Durante la segunda guerra mundial, Sibelius, como sus compratriotas, careció frecuentemente de medios para satisfacer las más elementales necesidades. A causa de la inflación, la pensión anual que recibía del gobierno de Finlandia disminuyó de valor. Las orquestas de los Estados Unidos e Inglaterra le ofrecieron organizar conciertos en su beneficio, pero él rehusó tal generosidad, prefiriendo compartir las penalidades de sus compatriotas. Al cabo de algún tiempo, el gobierno reajustó la pensión que le asignaba, y del extranjero comenzaron a llegar los derechos de autor que sus composiciones devengaban. No obstante, había una cosa que no se podía comprar con dinero en aquel período posbélico: los cigarros de que el compositor tanto gustaba. "Para mí, los habanos son alimento", dijo en una ocasión.

● **A partir del texto**
[1] Reproduce el fragmento sobre Sibelius comprendido entre "Durante la segunda" y "en una ocasión.", ambos incluidos.
[2] Según el fragmento sobre Sibelius, ¿por qué disminuyó de valor la pensión anual que le pagaba el gobierno de Finlandia?
[3] Enumera todos los países que se nombran en el fragmento sobre Sibelius.

● **Filas mostradas**
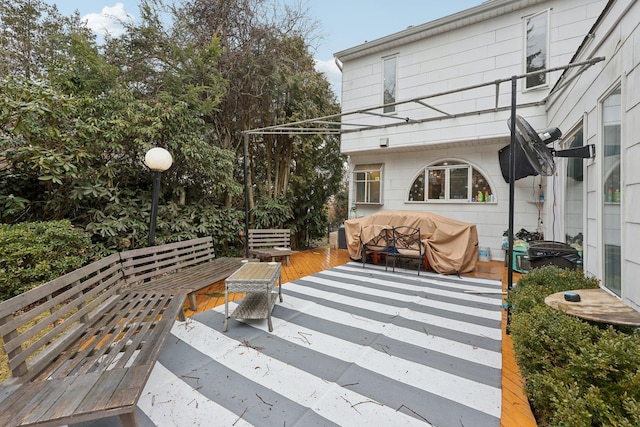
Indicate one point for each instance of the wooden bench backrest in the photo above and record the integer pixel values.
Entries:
(144, 263)
(269, 238)
(407, 240)
(39, 324)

● **Respuestas**
[1]
Durante la segunda guerra mundial, Sibelius, como sus compratriotas, careció frecuentemente de medios para satisfacer las más elementales necesidades. A causa de la inflación, la pensión anual que recibía del gobierno de Finlandia disminuyó de valor. Las orquestas de los Estados Unidos e Inglaterra le ofrecieron organizar conciertos en su beneficio, pero él rehusó tal generosidad, prefiriendo compartir las penalidades de sus compatriotas. Al cabo de algún tiempo, el gobierno reajustó la pensión que le asignaba, y del extranjero comenzaron a llegar los derechos de autor que sus composiciones devengaban. No obstante, había una cosa que no se podía comprar con dinero en aquel período posbélico: los cigarros de que el compositor tanto gustaba. "Para mí, los habanos son alimento", dijo en una ocasión.

[2] A causa de la inflación.

[3] Finlandia, Estados Unidos, Inglaterra